[Entries from a dataset]
---

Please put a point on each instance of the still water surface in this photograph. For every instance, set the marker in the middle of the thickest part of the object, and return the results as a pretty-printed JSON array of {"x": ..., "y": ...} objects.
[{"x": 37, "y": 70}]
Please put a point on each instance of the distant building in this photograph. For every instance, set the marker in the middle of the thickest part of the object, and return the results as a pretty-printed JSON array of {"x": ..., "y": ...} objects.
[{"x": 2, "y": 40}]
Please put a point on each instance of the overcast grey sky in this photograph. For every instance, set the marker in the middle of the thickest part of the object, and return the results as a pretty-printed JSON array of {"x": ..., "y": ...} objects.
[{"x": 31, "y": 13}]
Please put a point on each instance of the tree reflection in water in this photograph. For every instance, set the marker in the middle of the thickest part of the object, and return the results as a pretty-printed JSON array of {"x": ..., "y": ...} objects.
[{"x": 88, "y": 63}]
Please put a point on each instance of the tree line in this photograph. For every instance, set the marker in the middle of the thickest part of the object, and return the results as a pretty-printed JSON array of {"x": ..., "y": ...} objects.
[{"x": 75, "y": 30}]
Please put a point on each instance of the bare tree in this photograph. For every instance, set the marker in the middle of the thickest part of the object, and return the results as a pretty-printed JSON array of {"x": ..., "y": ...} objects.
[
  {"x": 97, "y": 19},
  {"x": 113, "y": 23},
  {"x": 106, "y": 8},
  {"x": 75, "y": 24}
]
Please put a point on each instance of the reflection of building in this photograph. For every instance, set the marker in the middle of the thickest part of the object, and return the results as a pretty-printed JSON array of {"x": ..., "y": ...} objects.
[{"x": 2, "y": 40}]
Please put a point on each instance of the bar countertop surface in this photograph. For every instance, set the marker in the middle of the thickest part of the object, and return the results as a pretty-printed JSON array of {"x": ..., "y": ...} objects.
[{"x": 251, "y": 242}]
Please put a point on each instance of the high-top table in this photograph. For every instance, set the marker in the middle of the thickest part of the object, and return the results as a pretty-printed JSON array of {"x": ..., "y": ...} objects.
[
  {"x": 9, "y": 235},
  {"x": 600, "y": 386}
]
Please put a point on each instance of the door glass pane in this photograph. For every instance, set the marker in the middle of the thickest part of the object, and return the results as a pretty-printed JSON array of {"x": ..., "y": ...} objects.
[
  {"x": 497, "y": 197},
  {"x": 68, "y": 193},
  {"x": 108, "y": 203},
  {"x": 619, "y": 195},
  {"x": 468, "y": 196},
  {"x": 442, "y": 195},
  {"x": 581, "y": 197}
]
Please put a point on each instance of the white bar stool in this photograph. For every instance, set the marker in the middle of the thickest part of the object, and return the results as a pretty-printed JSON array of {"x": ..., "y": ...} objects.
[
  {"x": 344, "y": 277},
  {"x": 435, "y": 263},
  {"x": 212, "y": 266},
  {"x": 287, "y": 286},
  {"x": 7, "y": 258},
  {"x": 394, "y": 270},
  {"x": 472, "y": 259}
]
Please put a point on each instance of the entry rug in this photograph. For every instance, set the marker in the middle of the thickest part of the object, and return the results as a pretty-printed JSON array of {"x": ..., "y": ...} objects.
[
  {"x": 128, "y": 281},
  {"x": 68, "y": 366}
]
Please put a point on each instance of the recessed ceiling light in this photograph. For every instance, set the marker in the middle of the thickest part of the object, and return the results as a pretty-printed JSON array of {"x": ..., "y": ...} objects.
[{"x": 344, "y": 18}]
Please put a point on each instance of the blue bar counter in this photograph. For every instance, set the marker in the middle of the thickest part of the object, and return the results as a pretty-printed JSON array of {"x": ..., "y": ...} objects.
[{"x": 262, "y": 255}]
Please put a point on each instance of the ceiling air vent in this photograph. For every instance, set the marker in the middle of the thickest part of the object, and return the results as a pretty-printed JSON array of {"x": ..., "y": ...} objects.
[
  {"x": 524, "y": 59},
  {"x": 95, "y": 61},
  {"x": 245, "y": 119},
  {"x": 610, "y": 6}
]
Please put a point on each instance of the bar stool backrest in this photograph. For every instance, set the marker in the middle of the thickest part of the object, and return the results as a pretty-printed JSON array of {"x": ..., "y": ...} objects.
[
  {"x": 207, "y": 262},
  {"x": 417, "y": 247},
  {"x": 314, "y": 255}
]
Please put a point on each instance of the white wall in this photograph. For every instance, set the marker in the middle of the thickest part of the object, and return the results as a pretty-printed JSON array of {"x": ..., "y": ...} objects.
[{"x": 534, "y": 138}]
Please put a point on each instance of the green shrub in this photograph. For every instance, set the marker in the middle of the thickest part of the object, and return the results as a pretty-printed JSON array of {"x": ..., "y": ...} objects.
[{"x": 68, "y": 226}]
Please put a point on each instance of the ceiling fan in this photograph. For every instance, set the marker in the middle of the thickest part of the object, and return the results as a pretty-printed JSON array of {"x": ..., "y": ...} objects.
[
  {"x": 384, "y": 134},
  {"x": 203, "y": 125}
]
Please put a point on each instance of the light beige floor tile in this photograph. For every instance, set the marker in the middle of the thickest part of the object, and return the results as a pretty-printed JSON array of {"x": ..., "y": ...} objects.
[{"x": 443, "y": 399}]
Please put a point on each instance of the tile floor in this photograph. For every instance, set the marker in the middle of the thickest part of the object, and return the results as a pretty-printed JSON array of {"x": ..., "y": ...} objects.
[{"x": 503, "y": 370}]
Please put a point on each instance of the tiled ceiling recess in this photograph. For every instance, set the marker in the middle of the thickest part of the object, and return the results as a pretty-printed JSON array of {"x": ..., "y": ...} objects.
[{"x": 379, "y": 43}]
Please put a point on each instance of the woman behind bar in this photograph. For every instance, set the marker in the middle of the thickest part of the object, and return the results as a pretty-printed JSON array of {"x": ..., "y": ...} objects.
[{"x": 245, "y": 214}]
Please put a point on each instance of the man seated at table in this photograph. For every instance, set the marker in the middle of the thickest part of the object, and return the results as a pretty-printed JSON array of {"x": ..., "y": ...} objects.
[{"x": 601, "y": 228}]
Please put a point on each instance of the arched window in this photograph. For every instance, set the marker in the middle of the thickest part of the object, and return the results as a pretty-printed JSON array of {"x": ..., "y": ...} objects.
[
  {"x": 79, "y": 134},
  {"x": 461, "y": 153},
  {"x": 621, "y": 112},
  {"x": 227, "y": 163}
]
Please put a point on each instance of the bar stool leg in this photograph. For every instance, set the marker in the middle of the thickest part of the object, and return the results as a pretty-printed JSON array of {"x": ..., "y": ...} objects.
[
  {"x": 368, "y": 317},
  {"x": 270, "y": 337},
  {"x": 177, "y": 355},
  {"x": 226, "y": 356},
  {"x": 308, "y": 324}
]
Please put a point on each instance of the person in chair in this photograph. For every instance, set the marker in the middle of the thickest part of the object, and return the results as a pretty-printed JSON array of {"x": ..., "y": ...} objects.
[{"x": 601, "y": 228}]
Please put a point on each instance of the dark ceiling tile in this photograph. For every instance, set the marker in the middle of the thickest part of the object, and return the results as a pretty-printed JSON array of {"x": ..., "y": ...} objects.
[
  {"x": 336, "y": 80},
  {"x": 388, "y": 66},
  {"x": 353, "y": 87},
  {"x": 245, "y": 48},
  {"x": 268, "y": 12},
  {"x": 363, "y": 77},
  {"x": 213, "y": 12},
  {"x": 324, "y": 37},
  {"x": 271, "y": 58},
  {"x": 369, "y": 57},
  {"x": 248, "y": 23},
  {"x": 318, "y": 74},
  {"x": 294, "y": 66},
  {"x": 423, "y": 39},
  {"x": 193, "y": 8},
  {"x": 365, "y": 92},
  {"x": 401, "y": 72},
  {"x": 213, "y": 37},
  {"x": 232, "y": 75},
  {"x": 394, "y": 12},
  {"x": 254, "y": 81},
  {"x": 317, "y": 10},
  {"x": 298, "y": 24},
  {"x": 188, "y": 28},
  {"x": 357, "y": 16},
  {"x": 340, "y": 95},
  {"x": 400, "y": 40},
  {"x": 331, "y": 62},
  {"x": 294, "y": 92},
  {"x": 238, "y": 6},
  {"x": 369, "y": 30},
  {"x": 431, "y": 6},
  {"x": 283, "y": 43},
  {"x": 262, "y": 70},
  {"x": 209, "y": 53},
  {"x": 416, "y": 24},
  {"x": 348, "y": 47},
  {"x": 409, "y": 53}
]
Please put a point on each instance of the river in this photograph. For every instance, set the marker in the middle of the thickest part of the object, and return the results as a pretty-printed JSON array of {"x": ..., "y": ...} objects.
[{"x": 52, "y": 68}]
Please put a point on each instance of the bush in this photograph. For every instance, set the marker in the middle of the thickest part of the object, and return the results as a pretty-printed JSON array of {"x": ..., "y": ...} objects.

---

> **The exercise**:
Starting from the line containing "Please put a point on each instance of the river" and ending with the final line of the data, reproduce each line exactly as it appears, including no other lines.

> **Output for this exercise**:
Please put a point on each instance of the river in this photograph. For every instance, set the marker in the middle of the thickest part of the object, and return the results as a pretty-printed JSON array of {"x": ..., "y": ...} objects.
[{"x": 52, "y": 68}]
Please put a point on each instance of the bush in this photograph. For every instance, set the marker in the middle of the thickest part of the object, and return the results as a pretty-printed JSON array of {"x": ..., "y": ...} objects.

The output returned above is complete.